--- START ---

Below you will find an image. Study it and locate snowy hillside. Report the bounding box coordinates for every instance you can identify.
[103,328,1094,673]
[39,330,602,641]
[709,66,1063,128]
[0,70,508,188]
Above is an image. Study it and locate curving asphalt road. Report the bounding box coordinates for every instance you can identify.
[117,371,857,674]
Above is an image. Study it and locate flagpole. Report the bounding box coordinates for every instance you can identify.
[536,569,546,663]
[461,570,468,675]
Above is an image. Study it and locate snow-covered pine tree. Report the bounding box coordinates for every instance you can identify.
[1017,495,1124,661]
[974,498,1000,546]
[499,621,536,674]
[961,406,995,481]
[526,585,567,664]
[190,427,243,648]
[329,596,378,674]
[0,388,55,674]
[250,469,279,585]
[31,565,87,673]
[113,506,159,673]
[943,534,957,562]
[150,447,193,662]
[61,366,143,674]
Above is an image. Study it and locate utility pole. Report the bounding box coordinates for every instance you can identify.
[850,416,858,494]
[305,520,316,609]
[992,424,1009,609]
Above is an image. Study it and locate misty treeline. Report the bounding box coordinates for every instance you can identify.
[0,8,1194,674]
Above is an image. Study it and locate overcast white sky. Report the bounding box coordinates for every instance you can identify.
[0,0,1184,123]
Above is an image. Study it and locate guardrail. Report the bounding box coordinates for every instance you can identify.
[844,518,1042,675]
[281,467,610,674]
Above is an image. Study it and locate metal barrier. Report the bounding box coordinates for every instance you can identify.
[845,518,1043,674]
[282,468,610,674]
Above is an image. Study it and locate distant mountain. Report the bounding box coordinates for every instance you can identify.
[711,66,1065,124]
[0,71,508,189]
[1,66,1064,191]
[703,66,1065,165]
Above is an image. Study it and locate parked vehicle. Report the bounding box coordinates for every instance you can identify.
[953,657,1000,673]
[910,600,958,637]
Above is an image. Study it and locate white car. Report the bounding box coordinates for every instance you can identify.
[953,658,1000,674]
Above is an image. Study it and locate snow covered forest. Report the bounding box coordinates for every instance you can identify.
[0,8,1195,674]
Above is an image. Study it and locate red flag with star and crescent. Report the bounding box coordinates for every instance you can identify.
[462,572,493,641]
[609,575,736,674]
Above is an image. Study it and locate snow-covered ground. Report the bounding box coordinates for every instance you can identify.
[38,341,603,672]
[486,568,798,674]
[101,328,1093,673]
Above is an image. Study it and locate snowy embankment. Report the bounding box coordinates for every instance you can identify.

--- END ---

# REQUIRED WORK
Set down the records once more, character for character.

# EXERCISE OUTPUT
Below you will find an image. Study it and locate snowy hillside. Report the bounding box coordinates for every instance you can identify.
[103,328,1094,673]
[39,330,602,641]
[709,66,1063,128]
[0,70,508,188]
Above is an image. Study it and locate curving asphalt road. Report the bounding box coordinates for every instance you can identify.
[117,371,857,674]
Above is an image. Study it and locate flagpole. Report the bounding box coordinates for every instance you can identify.
[536,569,546,663]
[461,570,468,675]
Above is an image. Study it and locate snow-covered pine tree. Report the bounding box coordinates for every instance you can identify.
[1017,495,1124,661]
[974,498,1000,546]
[499,621,536,674]
[961,406,995,481]
[526,585,567,664]
[190,427,243,648]
[329,596,378,674]
[0,388,55,674]
[250,469,279,585]
[31,565,87,673]
[113,506,159,673]
[943,534,957,562]
[150,447,193,662]
[61,366,143,674]
Above is an image. Study it and locate utility pole. Report the bounding box coordinates for every instance you can identify.
[850,416,858,494]
[305,520,316,609]
[992,424,1009,609]
Above is an image. Study it and locate misty treeline. Report the bounding box coordinates for every instance you can identify.
[0,8,1194,674]
Above is an image. Study it and locate overcast white sky. Report the bounding box coordinates for every instance you can identify.
[0,0,1184,123]
Above is an image. Study it and locate guardrail. Report the bounding box coordinates for every instance you can identify.
[844,518,1042,675]
[281,467,610,674]
Above is an image. Study it and locate metal barrier. Report the bounding box coordinates for every instance you can identify.
[845,518,1043,674]
[282,468,610,674]
Above is an image. Study it and locate distant mountain. Report the bounding box coordinates for every instance you can identify.
[711,66,1065,124]
[0,71,508,189]
[1,66,1064,191]
[703,66,1065,165]
Above is an image. Study it and locate parked vehicle. Report the bounding box coordinates for every instance you can identify.
[953,657,1000,673]
[910,600,958,637]
Above is an image. Study it and locate white car. Report the bounding box coordinates for every instance you can identify.
[953,658,1000,674]
Above is an image. Study it and locate snow covered forest. Report the bounding box coordinates for every instance you can identify.
[0,8,1195,674]
Above is an image. Study it and locate red flag with star and crescent. Report the bounding box coordinates for every instance you can identify.
[462,572,493,641]
[609,575,736,674]
Above is an image. Study it and locate snow-covered ground. Report the bounding box coordinates for every instance you can identify.
[38,341,603,672]
[486,568,798,674]
[101,328,1093,673]
Above is an image. Study it and locate snowy embankment. Report the bounding box coordinates for every instance you can identify.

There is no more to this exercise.